(Saved data entries)

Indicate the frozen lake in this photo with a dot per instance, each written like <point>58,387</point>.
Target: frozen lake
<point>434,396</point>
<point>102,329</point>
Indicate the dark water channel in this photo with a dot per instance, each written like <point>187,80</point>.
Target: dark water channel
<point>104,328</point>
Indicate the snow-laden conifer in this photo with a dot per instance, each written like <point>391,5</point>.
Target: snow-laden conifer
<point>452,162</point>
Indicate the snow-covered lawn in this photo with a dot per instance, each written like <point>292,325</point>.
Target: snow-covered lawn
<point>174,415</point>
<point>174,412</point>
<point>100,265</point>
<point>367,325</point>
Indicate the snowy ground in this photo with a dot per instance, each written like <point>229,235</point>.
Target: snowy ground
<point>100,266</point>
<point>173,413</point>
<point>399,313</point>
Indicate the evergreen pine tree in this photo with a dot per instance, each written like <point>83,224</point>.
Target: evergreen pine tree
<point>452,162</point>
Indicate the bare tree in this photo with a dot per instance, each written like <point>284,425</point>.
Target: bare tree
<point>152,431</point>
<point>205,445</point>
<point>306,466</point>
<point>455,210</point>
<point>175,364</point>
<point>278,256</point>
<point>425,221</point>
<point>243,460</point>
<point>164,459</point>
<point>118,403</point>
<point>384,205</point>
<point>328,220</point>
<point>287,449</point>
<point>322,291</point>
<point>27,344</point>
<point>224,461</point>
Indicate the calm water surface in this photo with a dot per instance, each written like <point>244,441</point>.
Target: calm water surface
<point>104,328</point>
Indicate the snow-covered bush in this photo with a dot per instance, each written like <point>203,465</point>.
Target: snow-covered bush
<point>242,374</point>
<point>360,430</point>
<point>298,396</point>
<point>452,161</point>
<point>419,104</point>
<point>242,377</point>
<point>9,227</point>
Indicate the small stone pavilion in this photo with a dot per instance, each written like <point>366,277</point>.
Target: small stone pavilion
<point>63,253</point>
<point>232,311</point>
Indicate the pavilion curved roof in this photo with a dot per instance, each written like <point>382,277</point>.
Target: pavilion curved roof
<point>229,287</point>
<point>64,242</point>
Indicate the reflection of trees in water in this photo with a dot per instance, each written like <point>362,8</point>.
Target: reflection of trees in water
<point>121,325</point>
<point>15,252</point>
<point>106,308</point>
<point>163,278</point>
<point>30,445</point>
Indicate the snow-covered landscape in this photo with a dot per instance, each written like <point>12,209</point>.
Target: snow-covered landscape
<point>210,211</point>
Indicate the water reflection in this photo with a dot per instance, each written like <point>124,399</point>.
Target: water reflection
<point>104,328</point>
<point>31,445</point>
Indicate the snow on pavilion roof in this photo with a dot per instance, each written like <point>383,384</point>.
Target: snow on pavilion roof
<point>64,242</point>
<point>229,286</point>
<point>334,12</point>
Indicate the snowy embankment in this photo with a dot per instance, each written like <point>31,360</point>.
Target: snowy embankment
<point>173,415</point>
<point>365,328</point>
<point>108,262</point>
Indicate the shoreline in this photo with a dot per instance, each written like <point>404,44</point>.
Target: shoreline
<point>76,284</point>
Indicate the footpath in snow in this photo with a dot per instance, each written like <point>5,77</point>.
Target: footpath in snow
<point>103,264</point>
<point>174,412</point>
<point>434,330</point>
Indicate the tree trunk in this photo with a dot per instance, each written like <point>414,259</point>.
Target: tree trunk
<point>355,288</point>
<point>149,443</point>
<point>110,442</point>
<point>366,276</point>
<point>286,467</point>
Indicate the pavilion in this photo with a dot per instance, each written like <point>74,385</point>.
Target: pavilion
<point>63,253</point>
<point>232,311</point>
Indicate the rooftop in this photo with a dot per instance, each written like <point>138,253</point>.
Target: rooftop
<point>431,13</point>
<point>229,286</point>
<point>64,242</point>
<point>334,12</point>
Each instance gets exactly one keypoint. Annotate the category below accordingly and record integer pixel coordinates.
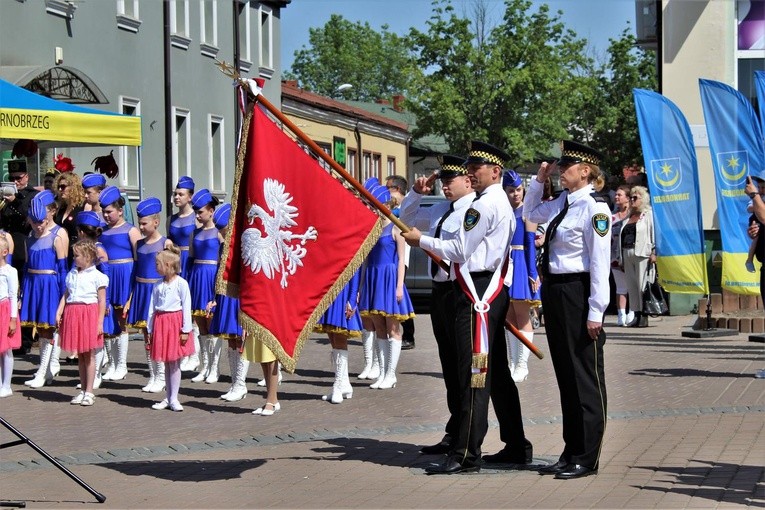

#### Problem:
Find the line containing "Target: snow on pavilion roof" in the records above, then copy it and every line after it exactly, through the last one, without any pictures.

#### Result below:
Target: snow on pavilion roof
<point>64,242</point>
<point>229,286</point>
<point>334,12</point>
Indicate the snowy embankment in this photo with a dot per instance, each written like <point>31,360</point>.
Target: snowy embankment
<point>173,415</point>
<point>365,328</point>
<point>108,262</point>
Indicate the shoreline in this photo with a dot per instance, each written like <point>404,44</point>.
Target: shoreline
<point>76,284</point>
Indicate the footpath in snow in this photo with a dot per instance, each written like <point>5,77</point>.
Target: footpath in snow
<point>103,264</point>
<point>174,412</point>
<point>434,330</point>
Indicate the tree trunk in this photo with a dot per instance, each written like <point>414,259</point>.
Target: tree trunk
<point>355,288</point>
<point>149,443</point>
<point>110,442</point>
<point>366,276</point>
<point>286,467</point>
Indicate the pavilion in this photo with a dot per instance, each written like <point>74,385</point>.
Target: pavilion
<point>63,253</point>
<point>232,311</point>
Indicate the rooftop in this photo with a dot per instance, each written like <point>138,253</point>.
Target: rooftop
<point>431,13</point>
<point>229,286</point>
<point>64,242</point>
<point>334,12</point>
Each instance gets exactly one keypoint. Annotate the category below accordingly and record integer pixel coordinates.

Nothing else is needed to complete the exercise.